> WRITTEN PROBLEM
How many lines in the entries below contain the string "road"? Case matters. Give only the number.

========================================================================

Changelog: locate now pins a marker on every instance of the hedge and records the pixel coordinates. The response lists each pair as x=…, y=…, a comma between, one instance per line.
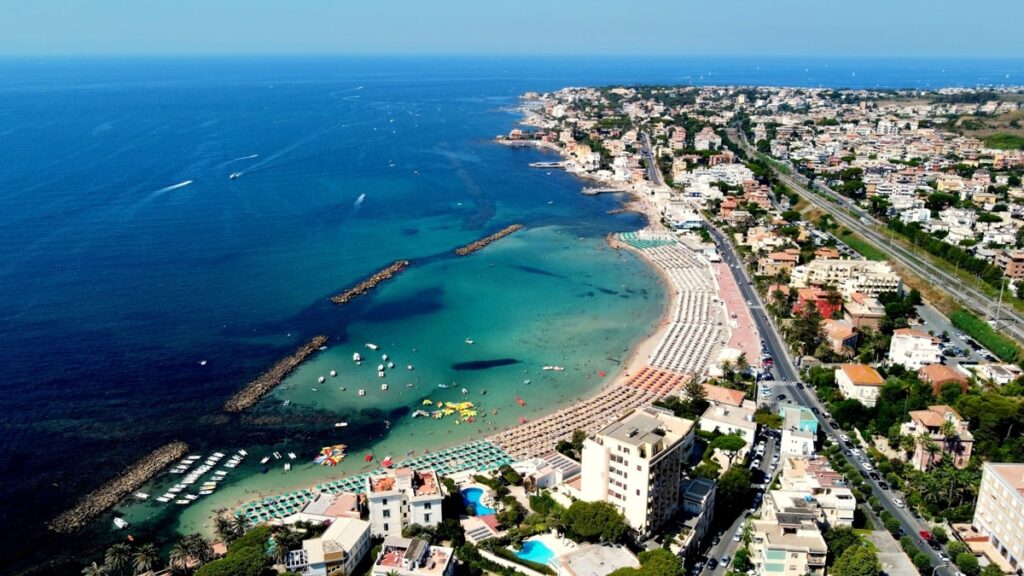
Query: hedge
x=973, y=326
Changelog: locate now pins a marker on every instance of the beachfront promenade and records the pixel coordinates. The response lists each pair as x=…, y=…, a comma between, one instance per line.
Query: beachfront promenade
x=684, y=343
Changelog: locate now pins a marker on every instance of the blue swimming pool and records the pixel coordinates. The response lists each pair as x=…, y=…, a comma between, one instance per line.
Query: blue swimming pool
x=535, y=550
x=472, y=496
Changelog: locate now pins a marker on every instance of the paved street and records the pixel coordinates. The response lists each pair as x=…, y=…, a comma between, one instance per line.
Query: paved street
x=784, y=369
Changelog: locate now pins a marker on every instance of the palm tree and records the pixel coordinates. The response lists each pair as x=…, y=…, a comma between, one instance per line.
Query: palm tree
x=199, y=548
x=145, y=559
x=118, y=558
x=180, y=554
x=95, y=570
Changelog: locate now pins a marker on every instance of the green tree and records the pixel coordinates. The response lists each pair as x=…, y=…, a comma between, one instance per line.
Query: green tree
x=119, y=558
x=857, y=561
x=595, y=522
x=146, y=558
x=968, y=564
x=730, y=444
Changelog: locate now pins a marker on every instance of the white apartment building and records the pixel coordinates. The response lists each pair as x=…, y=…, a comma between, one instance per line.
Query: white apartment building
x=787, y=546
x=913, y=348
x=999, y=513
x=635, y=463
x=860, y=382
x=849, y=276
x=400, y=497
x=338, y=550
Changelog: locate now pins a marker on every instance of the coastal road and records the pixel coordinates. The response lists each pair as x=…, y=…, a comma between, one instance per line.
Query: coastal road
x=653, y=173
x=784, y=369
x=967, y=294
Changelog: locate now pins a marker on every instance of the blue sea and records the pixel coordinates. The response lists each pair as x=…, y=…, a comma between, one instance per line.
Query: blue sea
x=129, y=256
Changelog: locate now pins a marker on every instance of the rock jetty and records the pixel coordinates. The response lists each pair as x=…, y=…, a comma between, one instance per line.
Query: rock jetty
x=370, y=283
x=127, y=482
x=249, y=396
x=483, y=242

========================================================================

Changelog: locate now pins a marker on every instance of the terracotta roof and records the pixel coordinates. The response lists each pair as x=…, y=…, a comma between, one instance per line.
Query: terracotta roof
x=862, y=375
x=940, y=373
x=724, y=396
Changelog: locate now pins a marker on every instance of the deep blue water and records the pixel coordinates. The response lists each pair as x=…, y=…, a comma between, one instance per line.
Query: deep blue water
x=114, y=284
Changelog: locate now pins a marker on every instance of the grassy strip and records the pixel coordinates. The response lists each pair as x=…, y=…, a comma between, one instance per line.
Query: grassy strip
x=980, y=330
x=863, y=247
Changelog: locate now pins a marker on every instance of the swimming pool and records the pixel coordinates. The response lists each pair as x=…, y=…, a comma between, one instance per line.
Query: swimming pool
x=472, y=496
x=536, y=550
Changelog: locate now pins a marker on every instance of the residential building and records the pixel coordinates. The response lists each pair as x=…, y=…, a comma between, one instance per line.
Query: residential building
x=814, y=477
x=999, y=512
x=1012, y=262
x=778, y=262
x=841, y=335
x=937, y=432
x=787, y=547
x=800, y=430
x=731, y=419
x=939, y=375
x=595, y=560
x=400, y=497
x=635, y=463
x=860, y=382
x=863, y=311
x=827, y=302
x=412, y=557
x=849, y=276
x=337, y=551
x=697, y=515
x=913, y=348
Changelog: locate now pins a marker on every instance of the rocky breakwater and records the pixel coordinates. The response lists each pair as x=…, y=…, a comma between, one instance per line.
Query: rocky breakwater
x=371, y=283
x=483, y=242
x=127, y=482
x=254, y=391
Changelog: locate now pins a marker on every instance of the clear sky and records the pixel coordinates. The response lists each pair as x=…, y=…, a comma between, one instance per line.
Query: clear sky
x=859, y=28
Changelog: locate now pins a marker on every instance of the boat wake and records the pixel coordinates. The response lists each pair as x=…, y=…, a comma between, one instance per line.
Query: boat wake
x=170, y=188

========================================================================

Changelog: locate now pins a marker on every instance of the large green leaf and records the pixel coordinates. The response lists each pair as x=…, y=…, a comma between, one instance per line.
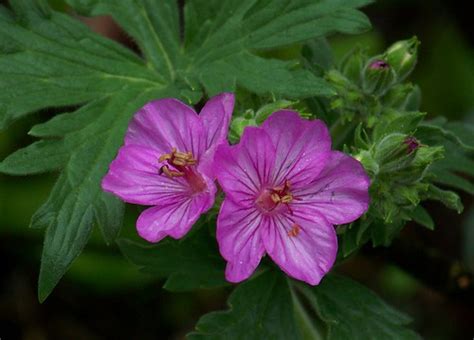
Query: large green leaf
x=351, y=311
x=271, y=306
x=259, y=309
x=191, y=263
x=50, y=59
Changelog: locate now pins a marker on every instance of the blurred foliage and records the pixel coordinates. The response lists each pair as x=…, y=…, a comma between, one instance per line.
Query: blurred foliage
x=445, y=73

========================================================================

> WRITTEN SOLUTION
2